■ **Text block**:
^^^^^^^^^^^^^^^^

This reads like a guidebook, sort of a secret Bible of things to do so everyone involved in global politics will think that you can do exactly what they are doing. There is an index, but it does not have a listing for triple cross thinking (covered mainly at the end of the "Going North" Chapter). The index is more helpful on the Counterinsurgency, Counterintelligence, Covert action, Covert operations, and Covert paramilitary campaign (listed topics) thinking which finally produced the triple cross operation. Without trying to explain how numerous officials in the United States were supposed to approve everything that was being done to create the kind of revolution which superpower thinking truly wanted, in their effort to make the people with power in North Vietnam think that an internal Sacred Sword of the Patriots League considered itself to be potentially more popular than the government of North Vietnam, a more recent approach to understanding this guide might consider how well this guide would work as a plan for triple cross activities, possibly including elections, elected officials, and the courts, to convince people in the United States that a Sacred Sword of the Patriots League had successfully taken over government operations in the United States of America. Specific comments in this book about the triple cross:

Could SOG create a triple-cross system to convince Hanoi that, in fact, it had uncovered only part of a much larger and more intricate subversion operation inside its borders? (p. 93).

The triple cross was not just against Hanoi but also "against our compatriots," noted the chief of OP 34, who was convinced that the STD was infiltrated by enemy intelligence. (p. 114).

"Of course, we were setting these guys up because there was no team to contact." (p. 115).

"We might also provide information about corrupt government officials who we claimed we learned about from messages sent back from agent teams inserted by us." (p. 115).

^^^^^^^^^^^^^^^^

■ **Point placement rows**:
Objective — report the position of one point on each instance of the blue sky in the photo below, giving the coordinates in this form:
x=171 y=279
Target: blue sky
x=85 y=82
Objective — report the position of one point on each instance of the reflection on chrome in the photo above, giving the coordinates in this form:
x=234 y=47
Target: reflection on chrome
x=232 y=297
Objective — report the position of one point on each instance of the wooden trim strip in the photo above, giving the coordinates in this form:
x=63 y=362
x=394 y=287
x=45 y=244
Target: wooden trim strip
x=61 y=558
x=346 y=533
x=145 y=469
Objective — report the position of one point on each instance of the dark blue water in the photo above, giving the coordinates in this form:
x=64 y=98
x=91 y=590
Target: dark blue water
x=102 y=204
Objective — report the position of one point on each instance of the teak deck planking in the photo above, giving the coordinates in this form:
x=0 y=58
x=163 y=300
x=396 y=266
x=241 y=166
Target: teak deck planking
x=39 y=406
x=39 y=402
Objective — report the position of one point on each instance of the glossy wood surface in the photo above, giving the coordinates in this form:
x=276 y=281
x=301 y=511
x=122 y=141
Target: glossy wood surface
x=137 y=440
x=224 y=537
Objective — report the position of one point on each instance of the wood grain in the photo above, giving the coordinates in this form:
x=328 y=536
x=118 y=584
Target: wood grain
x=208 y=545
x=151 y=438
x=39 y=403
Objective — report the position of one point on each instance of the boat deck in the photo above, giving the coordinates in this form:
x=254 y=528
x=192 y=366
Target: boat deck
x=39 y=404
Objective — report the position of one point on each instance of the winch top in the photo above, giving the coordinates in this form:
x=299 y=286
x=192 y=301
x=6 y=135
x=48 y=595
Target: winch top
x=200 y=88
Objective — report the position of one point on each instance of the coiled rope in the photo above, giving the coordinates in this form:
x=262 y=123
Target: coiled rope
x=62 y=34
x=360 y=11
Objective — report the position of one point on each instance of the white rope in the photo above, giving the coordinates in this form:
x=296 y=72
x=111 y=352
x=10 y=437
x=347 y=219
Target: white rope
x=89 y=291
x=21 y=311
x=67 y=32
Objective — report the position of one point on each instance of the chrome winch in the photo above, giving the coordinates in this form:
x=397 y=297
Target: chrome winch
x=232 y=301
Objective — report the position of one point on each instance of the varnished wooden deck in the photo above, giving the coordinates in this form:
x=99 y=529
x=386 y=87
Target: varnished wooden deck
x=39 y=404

^^^^^^^^^^^^^^^^

■ **Aim**: According to the book review, where in the book is triple cross thinking mainly covered?

■ **Exercise answer**: Mainly at the end of the "Going North" chapter.